§ **Extract**
+ + + + + + +
The network interface controller 20 is configured to connect to other ones of the nodes 12 over the network 14 (block 606). In some embodiments, initialization vectors (IVs) are typically used to ensure data of different packets is encrypted based on different IVs, as described in more detail below.


The network interface controller 20 is configured to compute task-and-node-specific communication keys for securing communication with one or more of the nodes 12 over the network 14 based on task-specific master keys and node-specific data (block 610). The term “node-specific” may be indicative of a single node or a node-pair, for example. In some embodiments, the network interface controller 20 is configured to compute the task-and-node-pair-specific communication keys based on node-pair specific data (i.e., based on specific data of the sender and receiver node 12) (block 612). The node-pair specific data may be derived from address information of a pair of the nodes. In some embodiments, the network interface controller 20 (i.e., of the sender node 12) is configured to compute the task-and-node-pair-specific communication keys based on the task-specific master keys and based on data that identifies the sender node 12 such as data including address information of the sender node 12 (block 614).


In some embodiments, the network interface controller 20 is configured to compute the task-and-node-specific communication keys based on the node or node-pair specific data, the task-specific master keys, and a generation indicator (block 616), described in more detail with reference to FIG. 8.


For example, the task and node-specific communication keys are computed by inputting respective ones of the task master keys 24 and node-specific data (of respective pairs of the nodes) and optionally a generation indicator into a suitable key computation function or algorithm. The task and node-specific communication keys may be computed using any suitable algorithm, for example, HMAC-SHA, or CMAC. For example, for task X between nodes A and B, the task and node-specific communication key is computed using the master key for task X and node-specific data of nodes A and B, optionally a generation indicator, and for task Y between nodes C and B, the task and node-specific communication key is computed using the master key for task Y and node-specific data of nodes C and B, optionally including a generation indicator.


The network interface controller 20 is configured to securely communicate the processed task-specific data with the ones of the nodes 12 over the network 14 based on the task-and-node-specific communication keys (block 620) and optionally based on using different initialization vectors (IVs) for different packets. For example, the network interface controller 20 of node A securely communicates processed task-specific data for task X to node B using the node-specific communication key computed using the master key for task X and node-specific data of node A. When the task-and-node-specific communication keys are computed based on sender node data (and not based on received node data), the network interface controller 20 NIC (e.g. of the sender node) is configured to secure communication of the task-specific data based on different initialization vectors (IVs) for different packets (block 622). The values selected for use as the IVs may be based on values of one or more timers and/or counters. The timer may be a 24-hour timer, and the counter may be a nanosecond granular counter, by way of example.
+ + + + + + +
§ **Entries**
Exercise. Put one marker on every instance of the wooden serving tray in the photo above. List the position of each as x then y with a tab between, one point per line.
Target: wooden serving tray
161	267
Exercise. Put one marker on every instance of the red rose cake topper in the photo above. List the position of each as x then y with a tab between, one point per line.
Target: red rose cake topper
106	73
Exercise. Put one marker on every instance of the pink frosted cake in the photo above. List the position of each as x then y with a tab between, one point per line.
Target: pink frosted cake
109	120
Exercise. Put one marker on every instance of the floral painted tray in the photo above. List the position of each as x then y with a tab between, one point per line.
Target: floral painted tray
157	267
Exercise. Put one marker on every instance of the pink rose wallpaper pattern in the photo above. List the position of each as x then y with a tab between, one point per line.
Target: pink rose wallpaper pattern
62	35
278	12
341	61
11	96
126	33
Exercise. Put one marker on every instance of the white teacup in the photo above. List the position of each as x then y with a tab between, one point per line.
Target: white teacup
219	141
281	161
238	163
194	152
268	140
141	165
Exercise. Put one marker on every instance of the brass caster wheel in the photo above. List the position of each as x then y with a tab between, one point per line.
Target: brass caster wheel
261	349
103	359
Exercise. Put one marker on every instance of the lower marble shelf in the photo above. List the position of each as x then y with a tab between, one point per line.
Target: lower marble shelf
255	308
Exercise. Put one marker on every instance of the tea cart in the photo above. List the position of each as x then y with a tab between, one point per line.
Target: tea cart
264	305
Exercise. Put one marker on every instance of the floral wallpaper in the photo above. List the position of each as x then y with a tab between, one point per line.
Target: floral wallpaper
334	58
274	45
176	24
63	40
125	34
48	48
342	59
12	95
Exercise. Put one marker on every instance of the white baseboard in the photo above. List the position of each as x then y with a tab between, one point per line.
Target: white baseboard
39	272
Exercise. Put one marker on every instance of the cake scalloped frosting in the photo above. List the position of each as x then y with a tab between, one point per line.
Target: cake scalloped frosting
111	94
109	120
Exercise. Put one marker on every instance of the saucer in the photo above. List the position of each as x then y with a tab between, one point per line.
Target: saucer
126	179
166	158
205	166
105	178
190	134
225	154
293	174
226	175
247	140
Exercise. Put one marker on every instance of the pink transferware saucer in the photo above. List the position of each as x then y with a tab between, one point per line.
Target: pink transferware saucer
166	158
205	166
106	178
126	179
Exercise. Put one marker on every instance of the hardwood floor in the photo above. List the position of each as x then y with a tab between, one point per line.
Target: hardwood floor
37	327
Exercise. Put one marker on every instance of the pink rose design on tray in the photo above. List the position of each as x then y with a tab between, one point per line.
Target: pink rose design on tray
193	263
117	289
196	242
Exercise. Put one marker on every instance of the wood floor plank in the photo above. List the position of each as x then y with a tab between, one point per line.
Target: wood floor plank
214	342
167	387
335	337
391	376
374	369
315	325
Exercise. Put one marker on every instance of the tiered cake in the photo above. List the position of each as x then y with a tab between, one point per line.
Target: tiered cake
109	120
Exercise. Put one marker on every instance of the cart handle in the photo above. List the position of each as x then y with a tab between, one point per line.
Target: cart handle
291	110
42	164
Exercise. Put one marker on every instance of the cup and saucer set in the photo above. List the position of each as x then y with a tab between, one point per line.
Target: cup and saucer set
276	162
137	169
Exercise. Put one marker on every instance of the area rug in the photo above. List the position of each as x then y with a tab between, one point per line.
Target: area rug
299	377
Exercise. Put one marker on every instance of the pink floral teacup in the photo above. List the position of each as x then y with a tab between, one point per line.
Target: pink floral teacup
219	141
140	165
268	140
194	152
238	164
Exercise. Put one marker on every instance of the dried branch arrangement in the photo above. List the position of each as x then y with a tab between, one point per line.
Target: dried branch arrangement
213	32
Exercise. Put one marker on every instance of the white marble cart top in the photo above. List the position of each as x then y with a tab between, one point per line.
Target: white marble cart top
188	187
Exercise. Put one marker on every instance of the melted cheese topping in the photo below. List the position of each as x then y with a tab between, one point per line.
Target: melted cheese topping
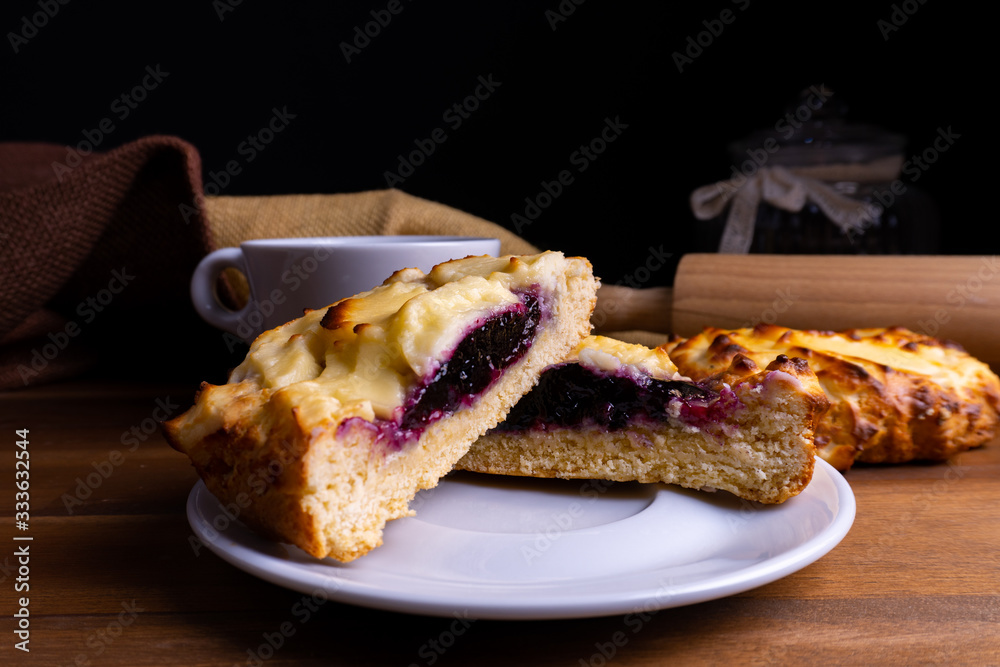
363	353
614	356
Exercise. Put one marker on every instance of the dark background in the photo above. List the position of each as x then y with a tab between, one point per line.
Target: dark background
229	69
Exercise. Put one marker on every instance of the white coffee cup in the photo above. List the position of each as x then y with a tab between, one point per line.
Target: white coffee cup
288	275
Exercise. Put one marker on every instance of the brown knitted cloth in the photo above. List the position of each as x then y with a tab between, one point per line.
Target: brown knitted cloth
96	251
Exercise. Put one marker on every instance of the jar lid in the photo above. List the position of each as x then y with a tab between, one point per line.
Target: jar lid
813	130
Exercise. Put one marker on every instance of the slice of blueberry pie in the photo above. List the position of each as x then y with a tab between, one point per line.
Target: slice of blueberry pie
335	420
622	412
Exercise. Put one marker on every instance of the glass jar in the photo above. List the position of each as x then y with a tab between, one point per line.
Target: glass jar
850	171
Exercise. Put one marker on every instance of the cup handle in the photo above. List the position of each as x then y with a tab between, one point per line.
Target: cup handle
203	289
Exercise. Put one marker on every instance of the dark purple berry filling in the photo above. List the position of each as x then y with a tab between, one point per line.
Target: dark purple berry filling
569	395
490	347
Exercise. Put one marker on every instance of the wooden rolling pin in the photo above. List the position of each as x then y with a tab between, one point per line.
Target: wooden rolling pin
956	297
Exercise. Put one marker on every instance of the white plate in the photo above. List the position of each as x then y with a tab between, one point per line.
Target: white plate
514	548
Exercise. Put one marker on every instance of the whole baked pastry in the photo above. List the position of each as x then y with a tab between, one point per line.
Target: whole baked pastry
895	395
622	412
335	420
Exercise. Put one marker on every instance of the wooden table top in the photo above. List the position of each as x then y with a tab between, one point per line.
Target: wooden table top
113	580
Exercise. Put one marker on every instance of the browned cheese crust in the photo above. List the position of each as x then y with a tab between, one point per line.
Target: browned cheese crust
895	395
291	442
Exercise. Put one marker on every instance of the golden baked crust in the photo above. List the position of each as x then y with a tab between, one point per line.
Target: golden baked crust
896	395
308	438
758	446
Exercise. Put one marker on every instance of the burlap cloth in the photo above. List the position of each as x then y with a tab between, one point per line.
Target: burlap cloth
97	250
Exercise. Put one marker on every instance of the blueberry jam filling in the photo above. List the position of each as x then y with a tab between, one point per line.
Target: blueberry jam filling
481	357
569	395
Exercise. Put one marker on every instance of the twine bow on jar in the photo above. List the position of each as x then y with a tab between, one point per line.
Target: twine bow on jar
791	189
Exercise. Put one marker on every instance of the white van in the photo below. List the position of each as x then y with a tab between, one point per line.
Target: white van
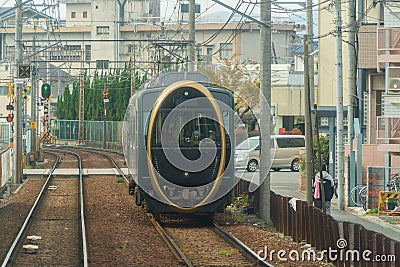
288	151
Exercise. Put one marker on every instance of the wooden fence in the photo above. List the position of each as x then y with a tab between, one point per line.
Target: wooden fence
308	224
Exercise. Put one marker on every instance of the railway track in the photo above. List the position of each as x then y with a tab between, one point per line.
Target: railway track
206	246
193	246
50	229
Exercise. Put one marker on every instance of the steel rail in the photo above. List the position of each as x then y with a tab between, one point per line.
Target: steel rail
245	250
81	203
107	156
179	254
22	232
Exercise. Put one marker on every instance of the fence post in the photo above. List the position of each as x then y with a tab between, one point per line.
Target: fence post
299	220
371	238
335	237
294	223
379	241
304	221
282	215
285	216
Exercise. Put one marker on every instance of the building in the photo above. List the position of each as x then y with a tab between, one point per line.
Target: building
377	103
107	34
+ + + + + + +
§ **Stated goal 1**
Return the passage of the text on task-and-node-specific communication keys from "For example, the task" to "a generation indicator.", copied word for word.
§ **Stated goal 2**
Rewrite the entries from the line with "Exercise. Put one marker on every instance of the building" through the end of the entries as a two-column CSV with the header columns request and answer. Give one row per entry, with its text and its answer each in a single quoted field and line breaks replaced by spaces.

§ **Task solution 1**
For example, the task and node-specific communication keys are computed by inputting respective ones of the task master keys 24 and node-specific data (of respective pairs of the nodes) and optionally a generation indicator into a suitable key computation function or algorithm. The task and node-specific communication keys may be computed using any suitable algorithm, for example, HMAC-SHA, or CMAC. For example, for task X between nodes A and B, the task and node-specific communication key is computed using the master key for task X and node-specific data of nodes A and B, optionally a generation indicator, and for task Y between nodes C and B, the task and node-specific communication key is computed using the master key for task Y and node-specific data of nodes C and B, optionally including a generation indicator.

§ **Task solution 2**
request,answer
"Exercise. Put one marker on every instance of the building in the photo above. List the position of each as x then y with a tab between, one point per line. Target: building","377	103 107	34"